YOUR TASK » Transcribe the data in full; each line must match exactly.

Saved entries
- - - -
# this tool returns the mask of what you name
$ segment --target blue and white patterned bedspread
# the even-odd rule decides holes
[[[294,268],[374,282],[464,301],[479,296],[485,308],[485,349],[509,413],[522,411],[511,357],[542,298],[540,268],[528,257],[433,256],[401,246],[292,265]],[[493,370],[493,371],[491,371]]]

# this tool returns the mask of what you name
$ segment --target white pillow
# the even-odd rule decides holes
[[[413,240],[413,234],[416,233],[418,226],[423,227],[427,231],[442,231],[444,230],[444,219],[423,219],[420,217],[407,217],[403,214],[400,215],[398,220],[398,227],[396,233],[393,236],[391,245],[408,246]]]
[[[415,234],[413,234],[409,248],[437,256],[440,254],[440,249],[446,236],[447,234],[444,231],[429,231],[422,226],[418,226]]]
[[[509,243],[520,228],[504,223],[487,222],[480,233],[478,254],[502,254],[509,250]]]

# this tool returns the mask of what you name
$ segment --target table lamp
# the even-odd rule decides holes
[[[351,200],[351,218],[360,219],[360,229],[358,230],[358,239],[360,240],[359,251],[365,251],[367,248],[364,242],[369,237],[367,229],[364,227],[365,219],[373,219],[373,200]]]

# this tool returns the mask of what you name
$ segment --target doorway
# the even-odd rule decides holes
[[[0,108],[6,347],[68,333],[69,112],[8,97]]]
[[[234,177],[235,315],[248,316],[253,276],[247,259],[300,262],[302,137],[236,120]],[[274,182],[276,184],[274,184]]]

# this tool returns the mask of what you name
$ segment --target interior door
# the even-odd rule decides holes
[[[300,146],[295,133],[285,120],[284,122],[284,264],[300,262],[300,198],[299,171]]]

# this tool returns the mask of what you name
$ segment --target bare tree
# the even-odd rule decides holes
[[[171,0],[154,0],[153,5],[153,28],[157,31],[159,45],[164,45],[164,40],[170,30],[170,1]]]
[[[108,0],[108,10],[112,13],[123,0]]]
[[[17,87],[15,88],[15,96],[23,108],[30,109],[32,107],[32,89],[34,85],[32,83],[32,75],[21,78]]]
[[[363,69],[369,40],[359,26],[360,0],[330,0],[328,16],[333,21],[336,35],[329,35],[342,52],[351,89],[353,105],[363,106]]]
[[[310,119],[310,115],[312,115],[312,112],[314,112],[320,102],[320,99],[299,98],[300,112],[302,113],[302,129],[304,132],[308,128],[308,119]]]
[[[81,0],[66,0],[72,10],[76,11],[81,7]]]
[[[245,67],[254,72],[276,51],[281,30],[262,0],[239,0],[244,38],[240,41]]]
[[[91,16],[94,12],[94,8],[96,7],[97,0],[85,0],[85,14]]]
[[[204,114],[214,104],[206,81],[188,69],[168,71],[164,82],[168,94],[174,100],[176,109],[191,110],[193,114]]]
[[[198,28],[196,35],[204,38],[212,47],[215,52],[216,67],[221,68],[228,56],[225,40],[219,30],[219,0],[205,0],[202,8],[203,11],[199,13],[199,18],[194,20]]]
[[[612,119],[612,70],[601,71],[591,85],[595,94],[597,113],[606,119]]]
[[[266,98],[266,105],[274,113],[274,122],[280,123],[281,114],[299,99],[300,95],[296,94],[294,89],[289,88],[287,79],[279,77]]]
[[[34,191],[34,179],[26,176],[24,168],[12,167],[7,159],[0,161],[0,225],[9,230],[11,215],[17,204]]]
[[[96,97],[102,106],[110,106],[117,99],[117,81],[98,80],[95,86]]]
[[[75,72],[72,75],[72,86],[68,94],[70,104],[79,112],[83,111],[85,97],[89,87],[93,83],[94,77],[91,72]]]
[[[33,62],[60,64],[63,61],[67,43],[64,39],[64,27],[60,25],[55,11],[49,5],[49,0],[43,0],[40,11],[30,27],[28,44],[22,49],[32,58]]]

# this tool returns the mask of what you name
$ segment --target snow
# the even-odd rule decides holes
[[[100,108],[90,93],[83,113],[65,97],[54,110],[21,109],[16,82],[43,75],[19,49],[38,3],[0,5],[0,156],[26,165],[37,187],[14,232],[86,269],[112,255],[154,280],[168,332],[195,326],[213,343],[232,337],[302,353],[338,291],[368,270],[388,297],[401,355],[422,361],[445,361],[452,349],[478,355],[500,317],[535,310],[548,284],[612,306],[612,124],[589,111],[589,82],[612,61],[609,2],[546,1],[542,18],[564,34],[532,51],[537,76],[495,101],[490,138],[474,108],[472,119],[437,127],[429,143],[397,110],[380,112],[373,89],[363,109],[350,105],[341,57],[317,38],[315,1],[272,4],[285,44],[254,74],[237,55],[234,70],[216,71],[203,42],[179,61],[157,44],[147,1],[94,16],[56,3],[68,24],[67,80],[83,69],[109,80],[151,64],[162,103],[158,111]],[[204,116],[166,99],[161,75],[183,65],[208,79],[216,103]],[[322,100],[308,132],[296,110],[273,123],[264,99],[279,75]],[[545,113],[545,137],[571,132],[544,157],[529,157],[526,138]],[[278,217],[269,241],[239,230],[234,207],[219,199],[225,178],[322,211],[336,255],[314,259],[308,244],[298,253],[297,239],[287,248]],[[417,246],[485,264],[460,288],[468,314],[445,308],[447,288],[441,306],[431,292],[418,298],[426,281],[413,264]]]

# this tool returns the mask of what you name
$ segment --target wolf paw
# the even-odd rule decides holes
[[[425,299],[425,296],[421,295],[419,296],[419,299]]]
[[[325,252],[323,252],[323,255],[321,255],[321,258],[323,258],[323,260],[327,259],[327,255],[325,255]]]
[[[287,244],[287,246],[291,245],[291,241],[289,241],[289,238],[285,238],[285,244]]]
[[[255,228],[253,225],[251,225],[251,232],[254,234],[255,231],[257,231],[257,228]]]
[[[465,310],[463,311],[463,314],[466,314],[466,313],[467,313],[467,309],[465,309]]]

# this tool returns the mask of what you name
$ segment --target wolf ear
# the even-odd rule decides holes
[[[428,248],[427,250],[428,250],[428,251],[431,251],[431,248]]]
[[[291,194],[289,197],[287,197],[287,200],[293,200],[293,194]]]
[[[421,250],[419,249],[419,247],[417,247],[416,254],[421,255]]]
- - - -
EXERCISE RESULT »
# this tool returns the mask of what you name
$ segment --target blue and white patterned bedspread
# the even-odd rule decides holes
[[[294,268],[374,282],[464,301],[479,296],[485,308],[485,349],[509,413],[522,411],[511,357],[542,298],[540,268],[528,257],[433,256],[401,246],[292,265]],[[493,370],[493,371],[491,371]]]

# this tool returns the mask of what you name
$ segment --target white pillow
# the even-odd rule decides holes
[[[413,240],[413,234],[416,233],[418,226],[423,227],[427,231],[442,231],[444,230],[444,219],[423,219],[420,217],[407,217],[403,214],[400,215],[398,220],[398,227],[396,233],[393,236],[391,245],[408,246]]]
[[[415,234],[413,234],[409,248],[437,256],[440,254],[440,249],[446,236],[447,234],[444,231],[429,231],[422,226],[418,226]]]
[[[509,243],[520,228],[504,223],[487,222],[480,233],[478,254],[502,254],[509,250]]]

# this tool returns the mask of what you name
$ segment --target table lamp
# the even-odd rule decides holes
[[[351,200],[351,218],[360,219],[360,229],[358,230],[358,239],[360,240],[359,251],[365,251],[367,248],[364,242],[369,237],[367,229],[364,227],[365,219],[373,219],[373,200]]]

# this tool returns the mask of what you name
$ segment --target doorway
# the even-odd rule decides holes
[[[0,108],[6,347],[68,333],[69,112],[8,97]]]
[[[234,177],[235,315],[248,316],[253,276],[247,259],[300,262],[302,137],[236,120]],[[274,182],[276,184],[274,184]]]

# this tool returns the mask of what you name
$ segment --target interior door
# the even-odd rule decides holes
[[[300,146],[295,133],[285,120],[284,122],[284,264],[300,262],[300,198],[299,171]]]

# this tool returns the mask of what you name
$ segment --target bare tree
# the even-odd rule decides holes
[[[171,0],[154,0],[153,5],[153,28],[157,31],[159,45],[164,45],[164,40],[170,30],[170,1]]]
[[[108,0],[108,10],[112,13],[123,0]]]
[[[17,87],[15,88],[15,96],[23,108],[30,109],[32,107],[32,89],[34,85],[32,83],[32,75],[21,78]]]
[[[363,69],[369,40],[359,26],[360,0],[330,0],[328,16],[333,21],[336,35],[329,35],[342,52],[351,89],[353,105],[363,106]]]
[[[310,119],[310,115],[312,115],[312,112],[314,112],[320,102],[320,99],[299,98],[300,112],[302,113],[302,129],[304,132],[308,128],[308,119]]]
[[[81,0],[66,0],[72,10],[76,11],[81,7]]]
[[[245,67],[254,72],[276,51],[281,30],[262,0],[239,0],[244,38],[240,41]]]
[[[91,16],[94,12],[94,8],[96,7],[97,0],[85,0],[85,14]]]
[[[204,114],[214,104],[206,81],[188,69],[168,71],[164,82],[168,94],[174,100],[176,109],[191,110],[193,114]]]
[[[198,28],[196,35],[204,38],[212,47],[215,52],[216,67],[221,68],[228,56],[225,40],[219,30],[219,0],[205,0],[202,8],[203,11],[199,13],[199,18],[194,20]]]
[[[612,119],[612,70],[601,71],[591,85],[595,94],[597,113],[606,119]]]
[[[266,98],[266,105],[274,113],[274,122],[280,123],[281,114],[299,99],[300,95],[296,94],[294,89],[289,88],[287,79],[279,77]]]
[[[34,191],[34,179],[26,176],[24,168],[12,167],[7,159],[0,161],[0,225],[9,230],[11,215],[17,204]]]
[[[96,97],[102,106],[110,106],[117,99],[117,81],[98,80],[95,86]]]
[[[75,72],[72,75],[72,86],[68,94],[70,104],[79,112],[83,111],[85,97],[89,87],[93,83],[94,77],[91,72]]]
[[[33,62],[60,64],[63,61],[67,43],[64,39],[64,27],[60,25],[55,11],[49,5],[49,0],[43,0],[40,11],[30,27],[28,44],[22,49],[32,58]]]

# this tool returns the mask of what you name
$ segment --target snow
# the even-odd rule decides holes
[[[100,108],[90,93],[83,113],[65,97],[54,110],[21,109],[16,82],[43,75],[19,49],[38,3],[0,5],[0,156],[26,165],[37,187],[14,232],[86,269],[112,255],[154,280],[168,332],[195,326],[213,343],[232,337],[302,353],[338,291],[368,270],[388,297],[401,355],[422,361],[445,361],[452,349],[478,355],[500,317],[535,310],[548,284],[612,306],[612,124],[589,111],[589,82],[612,61],[609,2],[546,1],[542,18],[564,34],[532,51],[537,76],[495,101],[490,138],[474,108],[472,119],[437,127],[429,143],[397,110],[380,112],[373,89],[363,109],[350,105],[341,57],[317,38],[315,1],[272,4],[285,44],[254,74],[237,55],[234,70],[216,71],[203,42],[179,61],[157,44],[147,1],[94,16],[56,3],[68,24],[67,80],[83,69],[109,80],[151,64],[162,103],[158,111]],[[204,116],[166,99],[161,75],[183,65],[208,79],[216,103]],[[322,100],[308,132],[296,110],[273,123],[264,99],[279,75]],[[545,113],[545,137],[571,132],[544,157],[529,157],[526,138]],[[278,217],[269,241],[239,230],[234,207],[219,199],[225,178],[322,211],[336,255],[314,259],[308,244],[298,253],[297,239],[287,248]],[[417,246],[485,264],[460,288],[468,314],[445,308],[447,288],[441,306],[431,292],[418,298],[426,281],[413,264]]]

# this tool returns the mask of what you name
$ segment --target wolf paw
# the even-odd rule decides holes
[[[425,299],[425,296],[421,295],[419,296],[419,299]]]
[[[325,252],[323,252],[323,255],[321,255],[321,258],[323,258],[323,260],[327,259],[327,255],[325,255]]]
[[[287,244],[287,246],[291,245],[291,241],[289,241],[289,238],[285,238],[285,244]]]
[[[255,228],[253,225],[251,225],[251,232],[254,234],[255,231],[257,231],[257,228]]]
[[[465,310],[463,311],[463,314],[466,314],[466,313],[467,313],[467,309],[465,309]]]

# this tool returns the mask of what you name
$ segment --target wolf ear
# the even-odd rule decides holes
[[[428,248],[427,250],[428,250],[428,251],[431,251],[431,248]]]
[[[291,194],[289,197],[287,197],[287,200],[293,200],[293,194]]]
[[[421,250],[419,249],[419,247],[417,247],[416,254],[421,255]]]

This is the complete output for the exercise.